Task material:

START

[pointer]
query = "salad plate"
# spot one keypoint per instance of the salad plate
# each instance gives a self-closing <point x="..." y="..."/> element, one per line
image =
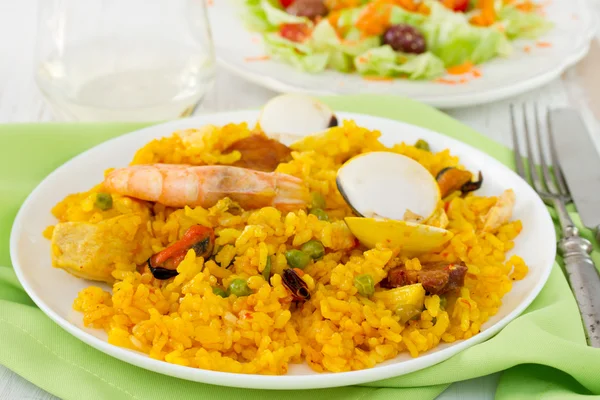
<point x="30" y="253"/>
<point x="524" y="65"/>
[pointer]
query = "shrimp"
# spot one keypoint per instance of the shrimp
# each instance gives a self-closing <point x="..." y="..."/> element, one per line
<point x="500" y="213"/>
<point x="185" y="185"/>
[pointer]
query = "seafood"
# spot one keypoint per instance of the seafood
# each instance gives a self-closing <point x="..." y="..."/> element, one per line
<point x="201" y="239"/>
<point x="452" y="179"/>
<point x="501" y="212"/>
<point x="436" y="279"/>
<point x="185" y="185"/>
<point x="295" y="285"/>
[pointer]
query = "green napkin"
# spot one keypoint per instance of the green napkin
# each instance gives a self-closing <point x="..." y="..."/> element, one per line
<point x="543" y="352"/>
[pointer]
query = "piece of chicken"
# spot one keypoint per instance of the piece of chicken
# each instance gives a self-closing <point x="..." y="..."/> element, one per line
<point x="501" y="212"/>
<point x="91" y="251"/>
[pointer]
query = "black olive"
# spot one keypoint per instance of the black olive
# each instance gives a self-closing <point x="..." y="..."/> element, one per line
<point x="333" y="122"/>
<point x="405" y="38"/>
<point x="162" y="273"/>
<point x="308" y="8"/>
<point x="472" y="186"/>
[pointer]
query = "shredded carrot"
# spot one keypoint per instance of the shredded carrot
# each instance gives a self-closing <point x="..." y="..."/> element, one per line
<point x="378" y="78"/>
<point x="336" y="5"/>
<point x="257" y="58"/>
<point x="375" y="18"/>
<point x="423" y="8"/>
<point x="409" y="5"/>
<point x="446" y="81"/>
<point x="461" y="69"/>
<point x="526" y="6"/>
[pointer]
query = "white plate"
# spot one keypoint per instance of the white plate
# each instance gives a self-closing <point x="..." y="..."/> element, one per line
<point x="54" y="290"/>
<point x="575" y="25"/>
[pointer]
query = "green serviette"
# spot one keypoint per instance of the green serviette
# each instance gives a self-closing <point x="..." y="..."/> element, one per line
<point x="542" y="352"/>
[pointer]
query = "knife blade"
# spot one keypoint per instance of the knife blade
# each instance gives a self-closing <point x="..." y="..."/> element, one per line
<point x="579" y="160"/>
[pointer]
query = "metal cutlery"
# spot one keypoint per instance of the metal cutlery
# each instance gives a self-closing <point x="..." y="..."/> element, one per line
<point x="580" y="163"/>
<point x="550" y="185"/>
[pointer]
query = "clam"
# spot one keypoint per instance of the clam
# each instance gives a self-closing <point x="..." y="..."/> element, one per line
<point x="295" y="115"/>
<point x="392" y="195"/>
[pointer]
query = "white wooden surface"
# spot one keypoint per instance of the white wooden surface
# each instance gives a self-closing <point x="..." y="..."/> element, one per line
<point x="20" y="101"/>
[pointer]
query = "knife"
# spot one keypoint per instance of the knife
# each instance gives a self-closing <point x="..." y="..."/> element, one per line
<point x="579" y="160"/>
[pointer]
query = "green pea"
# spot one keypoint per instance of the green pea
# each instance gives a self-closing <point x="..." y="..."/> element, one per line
<point x="318" y="201"/>
<point x="314" y="249"/>
<point x="422" y="144"/>
<point x="103" y="201"/>
<point x="319" y="213"/>
<point x="267" y="270"/>
<point x="239" y="287"/>
<point x="443" y="302"/>
<point x="364" y="284"/>
<point x="219" y="292"/>
<point x="297" y="258"/>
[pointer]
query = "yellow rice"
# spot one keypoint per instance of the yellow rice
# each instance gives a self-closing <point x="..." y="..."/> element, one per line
<point x="181" y="321"/>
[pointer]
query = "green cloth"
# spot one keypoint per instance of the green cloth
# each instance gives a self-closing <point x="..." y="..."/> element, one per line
<point x="543" y="352"/>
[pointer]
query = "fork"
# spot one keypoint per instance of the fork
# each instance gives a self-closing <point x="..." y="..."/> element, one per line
<point x="550" y="185"/>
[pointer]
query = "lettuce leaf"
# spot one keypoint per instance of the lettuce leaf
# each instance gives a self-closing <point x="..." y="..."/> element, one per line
<point x="254" y="16"/>
<point x="400" y="16"/>
<point x="451" y="38"/>
<point x="519" y="24"/>
<point x="384" y="61"/>
<point x="324" y="37"/>
<point x="267" y="15"/>
<point x="276" y="16"/>
<point x="340" y="61"/>
<point x="300" y="55"/>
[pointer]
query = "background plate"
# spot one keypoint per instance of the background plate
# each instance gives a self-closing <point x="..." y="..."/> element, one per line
<point x="54" y="290"/>
<point x="575" y="25"/>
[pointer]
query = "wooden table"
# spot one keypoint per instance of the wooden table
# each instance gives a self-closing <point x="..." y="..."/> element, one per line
<point x="20" y="101"/>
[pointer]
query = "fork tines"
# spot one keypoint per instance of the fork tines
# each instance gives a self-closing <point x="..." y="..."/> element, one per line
<point x="540" y="148"/>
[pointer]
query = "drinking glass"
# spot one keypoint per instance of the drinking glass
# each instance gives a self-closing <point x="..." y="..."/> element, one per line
<point x="124" y="60"/>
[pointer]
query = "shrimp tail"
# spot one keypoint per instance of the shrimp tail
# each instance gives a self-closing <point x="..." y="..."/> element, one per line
<point x="186" y="185"/>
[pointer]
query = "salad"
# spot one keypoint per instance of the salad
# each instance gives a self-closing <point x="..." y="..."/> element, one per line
<point x="411" y="39"/>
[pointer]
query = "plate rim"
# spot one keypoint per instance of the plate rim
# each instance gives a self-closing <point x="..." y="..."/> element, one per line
<point x="454" y="100"/>
<point x="276" y="382"/>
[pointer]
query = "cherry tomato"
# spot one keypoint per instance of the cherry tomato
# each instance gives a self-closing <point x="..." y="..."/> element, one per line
<point x="461" y="5"/>
<point x="294" y="32"/>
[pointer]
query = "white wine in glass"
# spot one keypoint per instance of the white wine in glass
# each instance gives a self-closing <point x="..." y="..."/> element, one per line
<point x="124" y="60"/>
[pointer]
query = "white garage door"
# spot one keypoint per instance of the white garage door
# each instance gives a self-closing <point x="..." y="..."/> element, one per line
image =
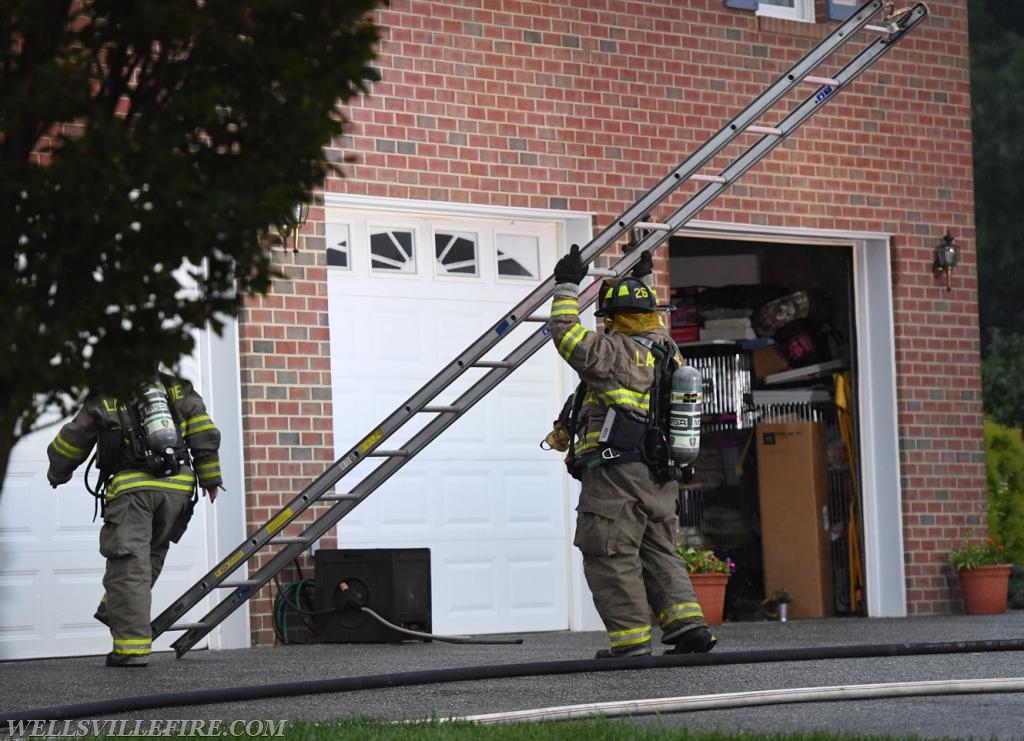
<point x="407" y="295"/>
<point x="50" y="568"/>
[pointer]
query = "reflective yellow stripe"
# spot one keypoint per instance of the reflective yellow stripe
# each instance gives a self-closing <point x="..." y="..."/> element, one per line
<point x="630" y="637"/>
<point x="571" y="339"/>
<point x="130" y="480"/>
<point x="564" y="307"/>
<point x="65" y="448"/>
<point x="133" y="646"/>
<point x="626" y="397"/>
<point x="678" y="612"/>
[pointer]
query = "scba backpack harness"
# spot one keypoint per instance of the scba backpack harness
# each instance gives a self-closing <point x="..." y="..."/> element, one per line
<point x="668" y="440"/>
<point x="148" y="439"/>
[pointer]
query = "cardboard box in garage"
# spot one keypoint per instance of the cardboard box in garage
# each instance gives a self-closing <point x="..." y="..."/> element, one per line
<point x="793" y="487"/>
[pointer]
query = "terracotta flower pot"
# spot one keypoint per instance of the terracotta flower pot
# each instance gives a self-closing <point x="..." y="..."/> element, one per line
<point x="985" y="589"/>
<point x="711" y="595"/>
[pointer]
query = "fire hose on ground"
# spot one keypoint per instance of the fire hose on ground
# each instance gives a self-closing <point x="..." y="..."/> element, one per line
<point x="495" y="671"/>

END

Set exercise:
The data above should be repeated exactly, minus any pictures.

Result of this task:
[pointer]
query = "salad plate"
# spot one keypoint per instance of the salad plate
# each instance gives a self-closing <point x="..." y="..."/> element, one per line
image =
<point x="30" y="253"/>
<point x="524" y="65"/>
[pointer]
query = "shrimp"
# spot one keypoint per instance of the shrimp
# each instance gives a self-closing <point x="..." y="..."/> element, one per line
<point x="500" y="213"/>
<point x="185" y="185"/>
[pointer]
query = "seafood"
# spot one keypoint per instance of the seafood
# each instance gives a self-closing <point x="..." y="..."/> element, one per line
<point x="201" y="239"/>
<point x="452" y="179"/>
<point x="501" y="212"/>
<point x="436" y="279"/>
<point x="185" y="185"/>
<point x="295" y="285"/>
[pointer]
query = "green napkin"
# spot one keypoint per instance of the green napkin
# each instance gives a self-closing <point x="..." y="..."/> element, one per line
<point x="543" y="352"/>
[pointer]
query = "piece of chicken"
# spot one keypoint per instance of the piece of chicken
# each instance gives a self-closing <point x="..." y="..."/> element, one per line
<point x="501" y="212"/>
<point x="91" y="251"/>
[pointer]
query = "black olive"
# spot one keypoint per instance of the black olive
# each instance gives a self-closing <point x="..." y="..."/> element, one per line
<point x="333" y="122"/>
<point x="405" y="38"/>
<point x="162" y="273"/>
<point x="308" y="8"/>
<point x="472" y="186"/>
[pointer]
query = "shredded carrot"
# spot one keypoint per instance of the shredded carrot
# each instance gives a self-closing <point x="..." y="..."/> element, one per line
<point x="378" y="78"/>
<point x="336" y="5"/>
<point x="257" y="58"/>
<point x="375" y="18"/>
<point x="423" y="8"/>
<point x="409" y="5"/>
<point x="446" y="81"/>
<point x="461" y="69"/>
<point x="526" y="6"/>
[pointer]
query = "white plate"
# spot one keypoint per instance of the white plate
# each instance gives a self-closing <point x="..." y="..."/> element, one per line
<point x="54" y="290"/>
<point x="575" y="25"/>
[pointer]
query = "green serviette"
# spot one keypoint per instance of the green serviette
# each instance gives a self-closing <point x="..." y="..."/> element, one per line
<point x="542" y="352"/>
[pointer]
query = "knife blade"
# spot one keypoint per instance of the knife blade
# each instance gives a self-closing <point x="..." y="..."/> element, one per line
<point x="579" y="160"/>
[pointer]
query = "metal cutlery"
# spot one keypoint per instance of the metal cutlery
# each instance gives a self-closing <point x="..." y="..."/> element, one per line
<point x="580" y="163"/>
<point x="550" y="185"/>
[pointer]
query = "clam"
# spot one keypoint per instance of the clam
# each instance gives a self-closing <point x="..." y="..."/> element, one per line
<point x="295" y="115"/>
<point x="392" y="195"/>
[pointer]
query = "white wooden surface"
# spot one keypoint per instance of the white wooden surface
# each instance gives a self-closing <point x="..." y="..."/> element, one per line
<point x="20" y="101"/>
[pointer]
query = "knife"
# spot one keypoint per instance of the knife
# each instance gives a self-closing <point x="..." y="..."/> element, one per line
<point x="579" y="160"/>
[pointer]
query = "green pea"
# spot one keypoint per instance of the green pea
# each instance gives a self-closing <point x="..." y="..."/> element, one per line
<point x="318" y="201"/>
<point x="314" y="249"/>
<point x="422" y="144"/>
<point x="103" y="201"/>
<point x="319" y="213"/>
<point x="267" y="270"/>
<point x="239" y="287"/>
<point x="443" y="302"/>
<point x="364" y="284"/>
<point x="219" y="292"/>
<point x="297" y="258"/>
[pointer]
query = "yellow rice"
# spot one keypoint per instance of the yellow rice
# each instance gives a self-closing <point x="..." y="..."/> element, one per line
<point x="181" y="321"/>
[pointer]
query = "green cloth"
# spot one keypoint per instance of the green cloth
# each instance gives a self-closing <point x="..." y="..."/> element, one per line
<point x="543" y="352"/>
[pointer]
query = "fork"
# spot one keypoint per instance of the fork
# each instance gives a self-closing <point x="..." y="..."/> element, one per line
<point x="550" y="185"/>
[pointer]
query = "lettuce leaf"
# spot one keypoint per instance of the lettuce leaf
# each instance gives a self-closing <point x="..." y="..."/> element, one per line
<point x="254" y="16"/>
<point x="400" y="16"/>
<point x="451" y="38"/>
<point x="519" y="24"/>
<point x="384" y="61"/>
<point x="324" y="37"/>
<point x="267" y="15"/>
<point x="276" y="16"/>
<point x="340" y="61"/>
<point x="300" y="55"/>
[pointer]
query = "background plate"
# spot one keypoint per instance of the background plate
# each instance gives a self-closing <point x="..." y="..."/> element, one per line
<point x="54" y="290"/>
<point x="575" y="25"/>
[pointer]
query = "wooden table"
# spot one keypoint per instance of the wooden table
# each instance gives a self-closing <point x="..." y="..."/> element, one per line
<point x="20" y="101"/>
[pointer]
query = "fork tines"
# spot one keypoint per instance of the fork tines
# each instance gives a self-closing <point x="..." y="..."/> element, one per line
<point x="540" y="148"/>
[pointer]
query = "drinking glass"
# spot one keypoint per instance of the drinking glass
# each instance gives a self-closing <point x="..." y="..."/> element, one per line
<point x="124" y="60"/>
[pointer]
query = "shrimp tail"
# spot one keypoint per instance of the shrimp tail
# each instance gives a self-closing <point x="..." y="..."/> element, one per line
<point x="186" y="185"/>
[pointer]
query = "salad"
# spot one keypoint per instance of the salad
# each instance gives a self-closing <point x="..." y="..."/> element, one per line
<point x="411" y="39"/>
[pointer]
query = "plate rim"
# spot one keypoint per instance of the plate rim
# each instance gives a self-closing <point x="..." y="..."/> element, one per line
<point x="454" y="100"/>
<point x="276" y="382"/>
[pointer]
query = "cherry tomato"
# spot one keypoint per instance of the cherry tomato
# each instance gives a self-closing <point x="..." y="..."/> element, one per line
<point x="461" y="5"/>
<point x="294" y="32"/>
[pointer]
query = "white wine in glass"
# spot one keypoint per instance of the white wine in glass
# each instance gives a self-closing <point x="..." y="..."/> element, one per line
<point x="124" y="60"/>
[pointer]
query = "white garage door"
# spot one keypoint per instance of the white garage door
# each instance gives a self-closing <point x="..." y="..."/> element, one per line
image =
<point x="407" y="295"/>
<point x="50" y="568"/>
[pointer]
query = "reflective yellow stripe"
# spot one keypoint per instance of the reflective yellow stripe
# each instance gives a self-closing <point x="..." y="..."/> element, one per line
<point x="630" y="637"/>
<point x="571" y="339"/>
<point x="130" y="480"/>
<point x="564" y="307"/>
<point x="65" y="448"/>
<point x="133" y="646"/>
<point x="626" y="397"/>
<point x="678" y="612"/>
[pointer]
query = "scba backpack harness"
# spot one keypoint per instance of the scba backpack harness
# each instance gives a self-closing <point x="..." y="..."/> element, one per line
<point x="668" y="440"/>
<point x="148" y="439"/>
[pointer]
query = "cardboard box in garage"
# spot one keypoint per instance of the cardboard box in garage
# each instance gives a self-closing <point x="..." y="..."/> element, one per line
<point x="793" y="487"/>
[pointer]
query = "terracotta flower pot"
# spot one keypoint per instance of the terracotta flower pot
# each instance gives a self-closing <point x="..." y="..."/> element, one per line
<point x="985" y="589"/>
<point x="711" y="595"/>
[pointer]
query = "fire hose on ground"
# spot one keypoint per instance of the fire hose on ground
# each instance gives a self-closing <point x="..." y="..."/> element, one per line
<point x="495" y="671"/>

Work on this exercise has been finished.